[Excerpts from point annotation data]
──────

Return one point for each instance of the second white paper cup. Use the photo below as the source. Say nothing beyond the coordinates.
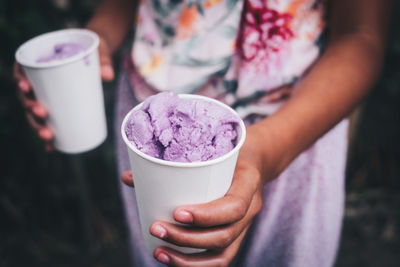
(162, 186)
(69, 88)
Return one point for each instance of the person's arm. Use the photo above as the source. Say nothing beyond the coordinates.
(112, 21)
(328, 93)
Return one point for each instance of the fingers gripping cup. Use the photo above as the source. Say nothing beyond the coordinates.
(180, 156)
(63, 68)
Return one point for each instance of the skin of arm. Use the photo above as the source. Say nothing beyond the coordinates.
(112, 21)
(334, 86)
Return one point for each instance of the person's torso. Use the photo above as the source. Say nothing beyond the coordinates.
(238, 51)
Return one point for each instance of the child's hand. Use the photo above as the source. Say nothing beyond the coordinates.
(218, 226)
(36, 113)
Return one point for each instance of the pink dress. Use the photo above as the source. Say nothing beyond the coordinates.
(246, 54)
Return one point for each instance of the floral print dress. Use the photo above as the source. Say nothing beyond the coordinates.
(240, 52)
(246, 53)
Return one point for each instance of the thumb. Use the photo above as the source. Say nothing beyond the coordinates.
(127, 178)
(106, 67)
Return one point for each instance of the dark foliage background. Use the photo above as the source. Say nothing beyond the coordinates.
(61, 210)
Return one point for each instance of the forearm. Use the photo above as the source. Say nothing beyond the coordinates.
(334, 86)
(112, 20)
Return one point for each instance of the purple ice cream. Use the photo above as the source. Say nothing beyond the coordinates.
(182, 130)
(62, 51)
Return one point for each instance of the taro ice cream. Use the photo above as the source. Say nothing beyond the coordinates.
(182, 130)
(62, 51)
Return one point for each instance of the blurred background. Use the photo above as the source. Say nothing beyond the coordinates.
(62, 210)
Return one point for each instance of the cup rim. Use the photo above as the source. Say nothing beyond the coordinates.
(27, 63)
(186, 164)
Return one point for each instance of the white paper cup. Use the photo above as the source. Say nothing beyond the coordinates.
(162, 186)
(69, 88)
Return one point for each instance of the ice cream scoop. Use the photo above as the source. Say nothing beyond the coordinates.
(182, 130)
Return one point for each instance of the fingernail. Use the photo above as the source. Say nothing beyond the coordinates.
(183, 216)
(38, 111)
(23, 86)
(163, 258)
(45, 134)
(108, 71)
(159, 231)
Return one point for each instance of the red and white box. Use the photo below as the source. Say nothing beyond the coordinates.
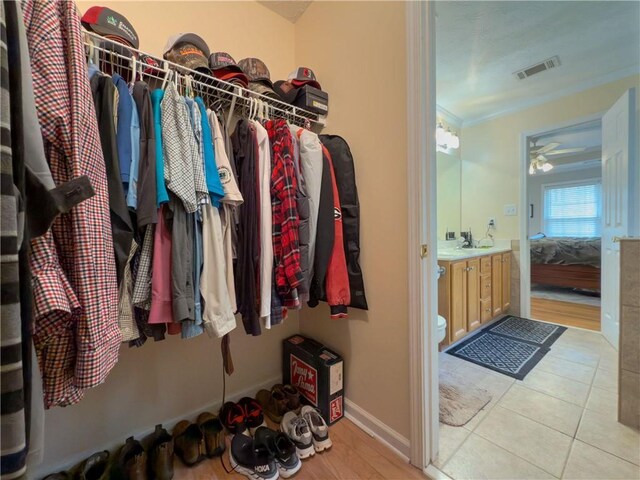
(318, 372)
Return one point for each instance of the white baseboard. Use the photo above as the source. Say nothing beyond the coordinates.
(377, 429)
(63, 464)
(434, 473)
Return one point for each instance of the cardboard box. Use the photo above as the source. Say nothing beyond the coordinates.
(312, 99)
(318, 373)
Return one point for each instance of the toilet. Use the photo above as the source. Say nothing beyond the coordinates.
(442, 328)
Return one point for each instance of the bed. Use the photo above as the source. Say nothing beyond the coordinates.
(566, 262)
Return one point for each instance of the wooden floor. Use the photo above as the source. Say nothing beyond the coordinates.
(566, 313)
(354, 455)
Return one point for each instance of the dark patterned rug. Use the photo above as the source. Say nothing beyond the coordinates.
(512, 346)
(540, 333)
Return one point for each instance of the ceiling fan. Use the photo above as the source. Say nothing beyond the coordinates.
(538, 155)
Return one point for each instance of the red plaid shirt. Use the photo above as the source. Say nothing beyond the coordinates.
(286, 252)
(76, 330)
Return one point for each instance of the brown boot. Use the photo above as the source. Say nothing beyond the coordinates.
(189, 443)
(130, 462)
(96, 467)
(213, 436)
(159, 446)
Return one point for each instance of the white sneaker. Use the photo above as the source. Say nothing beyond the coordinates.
(297, 429)
(319, 428)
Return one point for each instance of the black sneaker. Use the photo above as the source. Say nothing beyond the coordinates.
(232, 417)
(282, 448)
(253, 416)
(252, 459)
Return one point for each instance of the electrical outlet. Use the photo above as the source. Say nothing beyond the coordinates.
(510, 210)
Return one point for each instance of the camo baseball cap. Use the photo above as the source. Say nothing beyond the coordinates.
(224, 67)
(188, 50)
(110, 24)
(304, 76)
(256, 71)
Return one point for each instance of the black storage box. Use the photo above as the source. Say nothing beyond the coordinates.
(317, 371)
(312, 99)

──────

EXERCISE: Without the pictures, return all the records precisely as they stand.

THE COMPLETED TASK:
Return one point for each instance of the second white paper cup. Use the photo below as the source. Say nothing beyond the coordinates.
(162, 186)
(69, 88)
Return one point for each instance of the person's arm. Use the photo above as the source. Say nothing beyond the coordinates.
(112, 21)
(328, 93)
Return one point for each instance of the fingers gripping cup. Use the photo above as the source. Say nothing beyond the coordinates.
(180, 156)
(63, 68)
Return one point for each instance of the skin of arm. Use the photo above as the source. Say nothing beyond the coordinates.
(112, 21)
(334, 86)
Return one point for each instance of the person's torso. Use the photo above as the source. Say nothing beyond the coordinates.
(238, 51)
Return one point for each instance of the child's hand. Use the photo above as the source. Say nothing beyond the coordinates.
(218, 226)
(36, 113)
Return one point for each instance of the pink dress. Use the photo above as the source. Say nothing beyond the coordinates.
(246, 54)
Return one point for each instance of the floral print dress. Use the photo above as the source. Say nothing beyond the coordinates.
(240, 52)
(246, 53)
Return one point for each instance of the thumb. Use the photo above as the source. Say nothing beyond the coordinates.
(127, 178)
(106, 67)
Return one point for each instance of the dark foliage background. Use the photo above as the source. Say nothing beyond the coordinates.
(61, 210)
Return one point for each instance of the forearm. Use the photo above as the source. Say nothing beyond the coordinates.
(334, 86)
(112, 20)
Return one point for each instance of the purple ice cream. Use the photo above as the source. Say nothing beyond the coordinates.
(182, 130)
(62, 51)
Return one point for each instance of the taro ice cream. Use the photo above as the source. Say nothing beyond the coordinates.
(182, 130)
(62, 51)
Return one point for each instance of the blurred background. Use the photo above as the source. Say nothing beyond the coordinates.
(62, 210)
Return one point for each instance of the cup rim. Use the photo above as the source. Say nothing beyond the coordinates.
(27, 63)
(186, 164)
Return one point for each instance of the white paper cup. Use the photo above as the source. Say nothing beyond the coordinates.
(162, 186)
(69, 88)
Return one point for each instance of the ice cream scoop. Use the photo above as the source. Say nothing beyond the coordinates.
(182, 130)
Return one point for each instance of the fingernail. Use the photo above as the source. Say nothing beyond the coordinates.
(183, 216)
(38, 111)
(23, 86)
(163, 258)
(45, 134)
(108, 71)
(159, 231)
Return one point for each instance of the red and white box. Use the photo below as the source. Say nothing beyond the coordinates.
(318, 372)
Return one point for each instance of the white baseboard. Use the photo above as the source. Say nothing beyond the coordinates.
(377, 429)
(63, 464)
(434, 473)
Return one point for each instance of the cardboard box. Use the photo above as the source. Say nothing beyond the coordinates.
(312, 99)
(318, 373)
Return one point for each instance of the toilet. Use the photo above as the source. Say nothing beyond the coordinates.
(442, 328)
Return one point for each instance of the bed. Use the photo above as the source. Say nothing beyond the coordinates.
(566, 262)
Return one point for each instance of the wooden floor. Use the photo above as the source. Say nothing beyond the coordinates.
(566, 313)
(354, 455)
Return one point for each instance of the dark patterned rug. Use the photo above as the source. Say nothing beyond the coordinates.
(512, 346)
(540, 333)
Return one point for each instance of the ceiling fan. Use the photo above as the source. Say nothing beyond the coordinates.
(538, 155)
Return one point for each instance of the red plaid shirt. Use the photo above as the source. Say nothing beyond the coordinates.
(286, 252)
(76, 330)
Return one point for each instance of the brown boot. Use the photo above as the source. Say nothing beyond the coordinates.
(189, 443)
(130, 462)
(96, 467)
(213, 436)
(159, 446)
Return one point for each instance of the white sneaker. Use the photo above as the source. Say nothing beyond the coordinates.
(297, 429)
(319, 428)
Return one point for each instance of the black sneaker. Use the photo above as the source. Say nothing beyond the coordinates.
(232, 417)
(282, 448)
(253, 416)
(252, 459)
Return one point for each instance of the electrical outlet. Use the photo above as the source. Say nothing beyond the coordinates.
(510, 210)
Return one point for each instance of the camo baseball cap. Use the photo above as the source. Say nothing beyond the coordinates.
(224, 67)
(188, 50)
(110, 24)
(304, 76)
(256, 71)
Return one point for each instance of the black storage box. Use the photo above as the source. Say nothing beyond the coordinates.
(317, 371)
(312, 99)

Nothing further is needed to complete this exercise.